= DOCUMENT EXCERPT =
··········
Saturday, September 13, 2008

Featured Pipe Smoker: J.S. Bach

Johann Sebastian Bach (1685-1750)

I know what you're thinking: Hey, he doesn't have a pipe! What's up with that? We got rooked! I have something extra in place of such a picture for this installment, but I'll get to that later.

Johann Sebastian Bach is such a prominent historical figure that there's not much I can say about him that you can't easily find elsewhere. His body of compositions--more than 1,000--represent the pinnacle of the Baroque era. Mozart, Beethoven and Chopin admired him greatly and were influenced by his work. Some musical scholars have professed the opinion that the Baroque period ended the day that Bach died.

But there is one small thing that sets him apart from them all. He once wrote a song about pipe smoking.

Found in the Noten-Bchlein vor Anna Magdalena Bach ("Little Notebook for A.M.Bach") of 1725 (Anna Magdalena was his second wife), this brief song was called So oft ich meine Tobackspfeife. I think the general meaning of this in English would be "thus is my tobacco pipe" or perhaps "and so is my tobacco pipe."

Based on the time during which Bach lived, I must say that he undoubtedly smoked clay pipes, because it was long before briar was discovered to be a wood made for pipes. Even more certain is the information held within this aria, which refers to a clay pipe.

Here follows an English translation of the original. Since this is more or less a literal translation, the meter and structure of the original poetry is no longer intact, but for my purposes here it will suffice. It was sent to me by someone on some pipe forum several years ago.
Whenever I pick up my tobacco-pipe,
Stuffed with good tobacco
For pleasure and pastime,
It gives me a sad impression -
And leads to the conclusion
That I resemble it in many ways.

The pipe was made from clay and earth
And so was I.
One day I will be earth again -
It often falls from the hand
And breaks before you know,
My destiny is the same.

The pipe is usually not colored;
It remains white. So therefore,
One day when I am dying
My body will turn pale.
Once buried it becomes black, just like
A pipe that has been used for a long time.
··········
= STORED DATA =
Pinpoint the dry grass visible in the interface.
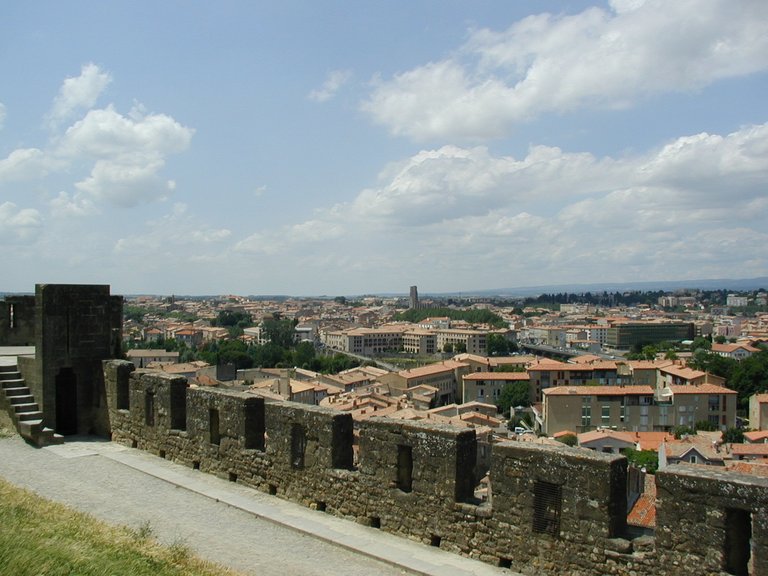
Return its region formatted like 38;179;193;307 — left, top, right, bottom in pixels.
0;479;243;576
··········
= WORK INSTRUCTIONS =
**1)** In the Bach post, what is the title of the song Bach wrote about pipe smoking?
**2)** Name every composer who, according to the Bach post, admired Bach and was influenced by his work.
**3)** Extend the Bach post past its final line.
The listing is separate material, unrelated to the Bach post.

= ANSWERS TO THE TASKS =
**1)** So oft ich meine Tobackspfeife

**2)** Mozart, Beethoven, Chopin

**3)**
When the pipe is lit,
One sees the smoke disappear instantly
In the free air,
Leaving nothing but ashes behind.
The glory of all mankind is consumed
And the body turns to dust.

So often it happens while smoking,
That the stuffer is not handy,
And instead the finger is used,
Then I wonder when I burn myself,
If the ashes make such pain
How hot will it be in Hades?

Since such is the case,
From my tobacco I can always
Erect enlightening thoughts.
Therefore, in comfort I smoke
On Land, at sea and at home
My little pipe, with devotion.
Here is another translation thanks to Olivier at My Pipes Community.
Whene'er I take my pipe and stuff it
And smoke to pass the time away
My thoughts, as I sit there and puff it,
Dwell on a picture sad and grey:
It teaches me that very like
Am I myself unto my pipe.
Like me this pipe, so fragrant burning,
Is made of naught but earthen clay;
To earth I too shall be returning,
And cannot halt my slow decay.
My well used pipe, now cracked and broken,
Of mortal life is but a token.
No stain, the pipe's hue yet doth darken;
It remains white. Thus do I know
That when to death's call I must harken
My body, too, all pale will grow.
To black beneath the sod 'twill turn,
Likewise the pipe, if oft it burn.
Or when the pipe is fairly glowing,
Behold then instantaneously,
The smoke off into thin air going,
'Til naught but ash is left to see.
Man's fame likewise away will burn
And unto dust his body turn.
How oft it happens when one's smoking,
The tamper's missing from it's shelf,
And one goes with one's finger poking
Into the bowl and burns oneself.
If in the pipe such pain doth dwell
How hot must be the pains of Hell!
Thus oer my pipe in contemplation
Of such things - I can constantly
Indulge in fruitful meditation,
And so, puffing contentedly,
On land, at sea, at home, abroad,
I smoke my pipe and worship God.
And so, for Bach, his pipe was an example for his faith and a tool for his devotion.

To hear a simple midi version of this song, click the following link.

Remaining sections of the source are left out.